### Passage
Earlier this week, the US Commerce Department announced that companies importing solar panels from China will have to pay enormous duties. This decision puts an end to what has felt like an ever-lasting dispute led by US solar panel manufacturers, who claim that the Chinese solar industry has been receiving unfair governmental subsidies. The new tariffs that range between 18.6 and 35.2% are already imposed and are being collected, although the final decision is not expected to be made later on this year.
The trade war began some two years ago, when the Chinese government gave subsidies to solar panels manufacturers, bringing down the price dramatically. This saturated the world solar market, threatened all major solar panel producers in Europe and the US, and drove the European Commission and US governmental officials to initiate action against it. In 2012, EU managed to negotiate a trade off, in order to protect the major German manufacturers, although the issue is not yet resolved entirely. The U.S. also tried to impose duties on imported panels that were made from Chinese solar cells, but these new regulations turned out to be quite easy to avoid, as Chinese companies began production in Taiwan.
Now, based on the argument that the Chinese subsidies are unfair, and that these create noncompetitive market in the US, the government has taken the decision to impose tariffs on Chinese panels made of specific components by certain manufacturers.
######
• Exercise instructions: Pick up the article on U.S. duties on Chinese solar panels after its last sentence and keep writing it. The records that come next have no connection to the article on solar panel tariffs.
### Extracted information
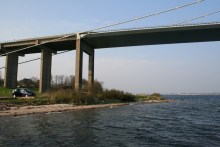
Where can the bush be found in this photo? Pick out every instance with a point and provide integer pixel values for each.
(155, 96)
(117, 95)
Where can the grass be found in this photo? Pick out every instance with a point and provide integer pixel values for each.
(5, 92)
(68, 96)
(144, 97)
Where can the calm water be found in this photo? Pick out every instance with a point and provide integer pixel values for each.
(190, 121)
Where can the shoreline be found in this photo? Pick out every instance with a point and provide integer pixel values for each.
(31, 109)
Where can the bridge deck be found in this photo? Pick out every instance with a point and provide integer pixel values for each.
(135, 37)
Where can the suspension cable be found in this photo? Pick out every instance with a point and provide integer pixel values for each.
(37, 58)
(195, 18)
(111, 25)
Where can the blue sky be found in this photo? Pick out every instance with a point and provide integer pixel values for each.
(174, 68)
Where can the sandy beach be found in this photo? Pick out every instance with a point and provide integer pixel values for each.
(26, 110)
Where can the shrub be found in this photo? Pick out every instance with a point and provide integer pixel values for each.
(117, 95)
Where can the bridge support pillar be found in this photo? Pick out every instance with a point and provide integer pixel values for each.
(45, 70)
(79, 64)
(91, 70)
(11, 70)
(80, 48)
######
• The answer:
The news about the duties was welcomed by US solar panel makers, of course. It is clearly a very strategic and economically sound decision, which protects the US producers. Unfortunately, this also means that the price of solar is not going to drop any time soon.
It is quite interesting to see that although the big guys are convincingly pretending to care about the environment, showing that they do everything possible to cut down emissions and pollution, and giving all these inspirational speeches, suddenly it turns out the “green” guys are not so “green” after all. It is clear that climate change could be slowed down if renewable energy sources are brought forward, and this could only be encouraged if their price drops down. It seems, however, that our health and existence are less important than the profit.